Segmentation mask data:
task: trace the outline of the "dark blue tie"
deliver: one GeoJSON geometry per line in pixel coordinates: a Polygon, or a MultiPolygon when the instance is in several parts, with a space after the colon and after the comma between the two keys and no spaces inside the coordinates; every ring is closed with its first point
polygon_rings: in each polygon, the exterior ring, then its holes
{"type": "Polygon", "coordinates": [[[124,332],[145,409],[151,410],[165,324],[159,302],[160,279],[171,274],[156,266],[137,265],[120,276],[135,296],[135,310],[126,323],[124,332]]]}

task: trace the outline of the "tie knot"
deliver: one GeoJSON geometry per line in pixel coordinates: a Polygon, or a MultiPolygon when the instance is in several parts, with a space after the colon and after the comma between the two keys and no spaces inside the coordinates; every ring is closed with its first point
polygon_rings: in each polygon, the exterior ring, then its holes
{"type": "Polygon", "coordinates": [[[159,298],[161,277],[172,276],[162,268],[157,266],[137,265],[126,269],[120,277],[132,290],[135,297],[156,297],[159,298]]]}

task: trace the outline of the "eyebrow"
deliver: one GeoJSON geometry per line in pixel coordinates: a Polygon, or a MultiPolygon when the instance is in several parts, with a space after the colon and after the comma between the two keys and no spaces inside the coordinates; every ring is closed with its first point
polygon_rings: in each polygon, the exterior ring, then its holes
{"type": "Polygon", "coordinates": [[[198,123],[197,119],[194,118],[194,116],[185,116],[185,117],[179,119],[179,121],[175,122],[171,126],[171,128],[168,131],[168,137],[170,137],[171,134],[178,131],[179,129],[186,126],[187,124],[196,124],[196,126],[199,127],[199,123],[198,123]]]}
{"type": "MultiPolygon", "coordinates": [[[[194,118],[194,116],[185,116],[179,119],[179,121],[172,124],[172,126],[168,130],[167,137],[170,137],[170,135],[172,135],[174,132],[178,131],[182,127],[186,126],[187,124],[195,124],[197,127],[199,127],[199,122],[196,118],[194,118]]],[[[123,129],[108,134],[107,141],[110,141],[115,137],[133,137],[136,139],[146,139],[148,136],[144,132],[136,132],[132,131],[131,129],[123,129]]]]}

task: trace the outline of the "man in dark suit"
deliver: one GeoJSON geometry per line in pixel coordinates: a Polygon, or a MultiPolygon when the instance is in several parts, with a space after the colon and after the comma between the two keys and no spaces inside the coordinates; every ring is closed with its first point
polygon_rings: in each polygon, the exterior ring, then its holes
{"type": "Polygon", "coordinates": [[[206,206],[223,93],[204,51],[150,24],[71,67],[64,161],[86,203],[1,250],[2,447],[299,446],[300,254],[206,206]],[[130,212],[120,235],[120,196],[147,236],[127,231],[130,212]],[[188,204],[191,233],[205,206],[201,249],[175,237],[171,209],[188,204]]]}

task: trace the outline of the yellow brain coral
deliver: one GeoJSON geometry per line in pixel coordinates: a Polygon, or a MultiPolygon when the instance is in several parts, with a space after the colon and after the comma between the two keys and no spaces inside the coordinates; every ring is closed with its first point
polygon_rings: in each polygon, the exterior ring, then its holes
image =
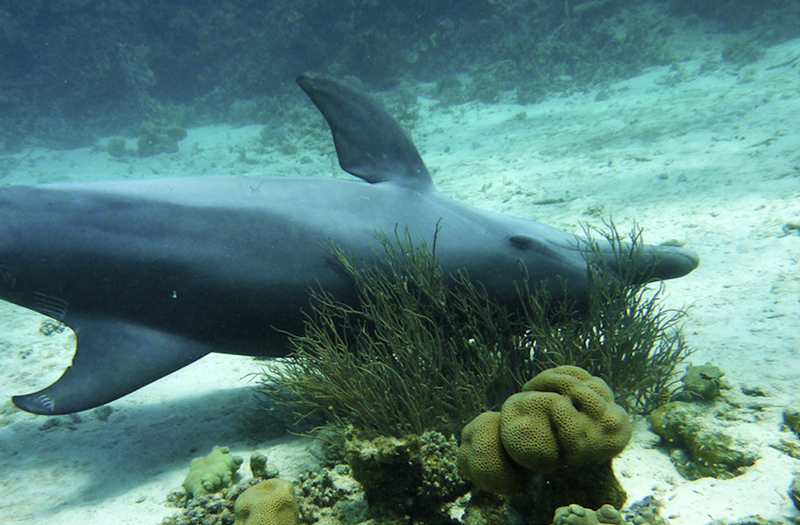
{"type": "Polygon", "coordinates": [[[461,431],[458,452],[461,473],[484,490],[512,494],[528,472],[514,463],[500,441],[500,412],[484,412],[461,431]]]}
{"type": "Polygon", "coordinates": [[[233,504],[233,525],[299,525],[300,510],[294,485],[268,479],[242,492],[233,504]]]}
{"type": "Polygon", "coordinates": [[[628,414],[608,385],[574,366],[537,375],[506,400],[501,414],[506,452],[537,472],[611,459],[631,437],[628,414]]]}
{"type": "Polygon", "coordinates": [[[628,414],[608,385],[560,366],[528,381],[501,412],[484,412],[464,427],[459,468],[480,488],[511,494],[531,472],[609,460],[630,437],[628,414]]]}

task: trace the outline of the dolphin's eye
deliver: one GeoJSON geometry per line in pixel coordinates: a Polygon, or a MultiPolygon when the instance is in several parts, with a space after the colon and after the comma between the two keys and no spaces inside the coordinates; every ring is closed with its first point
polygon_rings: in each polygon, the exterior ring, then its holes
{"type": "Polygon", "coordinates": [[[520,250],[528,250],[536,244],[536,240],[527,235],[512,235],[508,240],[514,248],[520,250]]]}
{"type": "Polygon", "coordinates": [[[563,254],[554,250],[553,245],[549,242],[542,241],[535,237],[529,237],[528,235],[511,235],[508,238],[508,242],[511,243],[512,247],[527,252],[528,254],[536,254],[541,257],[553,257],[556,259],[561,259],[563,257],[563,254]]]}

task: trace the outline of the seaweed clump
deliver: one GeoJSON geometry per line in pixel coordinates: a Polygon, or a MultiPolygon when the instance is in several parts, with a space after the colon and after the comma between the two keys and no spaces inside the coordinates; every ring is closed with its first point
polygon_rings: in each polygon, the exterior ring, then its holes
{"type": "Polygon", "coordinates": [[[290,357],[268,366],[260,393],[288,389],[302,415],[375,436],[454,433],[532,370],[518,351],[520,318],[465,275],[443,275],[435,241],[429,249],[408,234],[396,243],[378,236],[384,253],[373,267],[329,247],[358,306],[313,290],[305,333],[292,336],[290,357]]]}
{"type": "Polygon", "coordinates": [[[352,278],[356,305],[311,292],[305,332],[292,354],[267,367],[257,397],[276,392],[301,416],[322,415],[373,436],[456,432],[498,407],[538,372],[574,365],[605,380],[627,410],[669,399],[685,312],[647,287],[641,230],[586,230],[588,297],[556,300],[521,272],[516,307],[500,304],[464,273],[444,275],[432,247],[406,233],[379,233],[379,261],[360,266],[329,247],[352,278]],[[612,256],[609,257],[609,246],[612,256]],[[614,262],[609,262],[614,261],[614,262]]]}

• _Your objective_
Set down every entry word for word, but omit the pictures.

• _Solution_
task: trace the outline of the "dark blue tie"
deliver: one GeoJSON geometry per line in pixel coordinates: a Polygon, or a MultiPolygon when the instance is in several parts, with a space after the colon and after the comma between the two keys and no spaces inside the coordinates; every ring is closed with its first point
polygon_rings: in each polygon, the exterior ring, then its holes
{"type": "Polygon", "coordinates": [[[124,332],[145,409],[151,410],[165,324],[159,302],[160,279],[171,274],[156,266],[137,265],[120,276],[135,296],[135,310],[126,323],[124,332]]]}

task: trace the outline of the "tie knot"
deliver: one GeoJSON geometry per line in pixel coordinates: a Polygon, or a MultiPolygon when the instance is in several parts, with a space after the colon and after the comma between the two keys and no spaces inside the coordinates; every ring is closed with its first point
polygon_rings: in each polygon, the exterior ring, then its holes
{"type": "Polygon", "coordinates": [[[159,298],[161,277],[172,276],[162,268],[157,266],[137,265],[126,269],[120,277],[132,290],[135,297],[156,297],[159,298]]]}

task: trace the outline of the "eyebrow"
deliver: one GeoJSON geometry per line in pixel coordinates: a Polygon, or a MultiPolygon when the instance is in several parts, with a space after the colon and after the comma between the two keys and no spaces inside the coordinates; every ring is closed with its first point
polygon_rings: in each polygon, the exterior ring, then its holes
{"type": "Polygon", "coordinates": [[[198,123],[197,119],[194,118],[194,116],[185,116],[185,117],[179,119],[179,121],[175,122],[171,126],[171,128],[168,131],[168,137],[170,137],[171,134],[178,131],[179,129],[186,126],[187,124],[196,124],[196,126],[199,127],[199,123],[198,123]]]}
{"type": "MultiPolygon", "coordinates": [[[[194,118],[194,116],[185,116],[179,119],[179,121],[172,124],[172,126],[168,130],[167,137],[170,137],[170,135],[172,135],[174,132],[178,131],[182,127],[186,126],[187,124],[195,124],[197,127],[199,127],[199,122],[196,118],[194,118]]],[[[123,129],[108,134],[107,141],[110,141],[115,137],[133,137],[136,139],[146,139],[148,136],[144,132],[136,132],[132,131],[131,129],[123,129]]]]}

task: trace the outline of the "man in dark suit"
deliver: one GeoJSON geometry per line in pixel coordinates: a Polygon, or a MultiPolygon when the instance is in several parts, with a space after the colon and after the comma between the two keys and no spaces inside the coordinates; every ring is closed with its first point
polygon_rings: in each polygon, the exterior ring, then its holes
{"type": "Polygon", "coordinates": [[[206,206],[223,93],[204,51],[150,24],[71,67],[64,161],[86,203],[1,250],[2,447],[299,446],[300,254],[206,206]],[[130,212],[120,235],[120,196],[147,236],[127,231],[130,212]],[[188,204],[191,233],[205,206],[201,249],[175,237],[171,209],[188,204]]]}

task: trace the outline of the yellow brain coral
deliver: one GeoJSON geometry per line in pixel coordinates: a Polygon, or a MultiPolygon when the instance is in several parts, with a space after the colon and after the comma between the two keys and no spaces inside the coordinates; every ring is closed with its first point
polygon_rings: in each polygon, the exterior ring, then its holes
image =
{"type": "Polygon", "coordinates": [[[461,431],[458,452],[461,473],[484,490],[512,494],[528,472],[514,463],[500,441],[500,412],[484,412],[461,431]]]}
{"type": "Polygon", "coordinates": [[[233,504],[233,525],[299,525],[300,510],[294,485],[268,479],[242,492],[233,504]]]}
{"type": "Polygon", "coordinates": [[[628,414],[608,385],[574,366],[537,375],[506,400],[501,414],[506,452],[537,472],[611,459],[631,437],[628,414]]]}
{"type": "Polygon", "coordinates": [[[628,414],[608,385],[560,366],[528,381],[501,412],[484,412],[464,427],[459,468],[480,488],[511,494],[531,472],[609,460],[630,437],[628,414]]]}

task: trace the outline of the dolphin's eye
deliver: one GeoJSON geometry per line in pixel coordinates: a Polygon, or a MultiPolygon when the instance is in several parts, with a space after the colon and after the comma between the two keys and no spaces inside the coordinates; every ring is closed with its first point
polygon_rings: in each polygon, the exterior ring, then its holes
{"type": "Polygon", "coordinates": [[[520,250],[528,250],[536,244],[536,240],[527,235],[512,235],[508,240],[514,248],[520,250]]]}
{"type": "Polygon", "coordinates": [[[563,254],[554,250],[553,245],[549,242],[542,241],[535,237],[529,237],[528,235],[511,235],[508,238],[508,242],[511,243],[512,247],[527,252],[528,254],[536,254],[541,257],[553,257],[556,259],[561,259],[563,257],[563,254]]]}

task: trace the outline of the seaweed clump
deliver: one GeoJSON geometry per line in pixel coordinates: a Polygon, or a MultiPolygon when the instance is in several parts, with a space after the colon and after the comma between the two keys and no spaces inside the coordinates; every ring is closed with its first point
polygon_rings: in each polygon, the exterior ring, then its holes
{"type": "Polygon", "coordinates": [[[290,357],[268,366],[260,393],[288,389],[302,415],[375,436],[454,433],[532,370],[518,351],[520,318],[465,275],[443,275],[435,241],[429,249],[408,234],[396,243],[378,236],[384,253],[373,267],[329,247],[358,306],[313,290],[305,333],[292,336],[290,357]]]}
{"type": "Polygon", "coordinates": [[[352,278],[356,305],[311,292],[305,332],[292,354],[267,367],[257,397],[276,392],[301,416],[322,415],[373,436],[456,432],[498,407],[538,372],[574,365],[605,380],[627,410],[669,399],[685,312],[647,287],[641,230],[586,230],[588,297],[556,300],[521,272],[516,307],[500,304],[464,273],[444,275],[432,247],[406,233],[379,233],[379,261],[360,266],[329,247],[352,278]],[[612,256],[609,257],[609,246],[612,256]],[[614,262],[609,262],[614,261],[614,262]]]}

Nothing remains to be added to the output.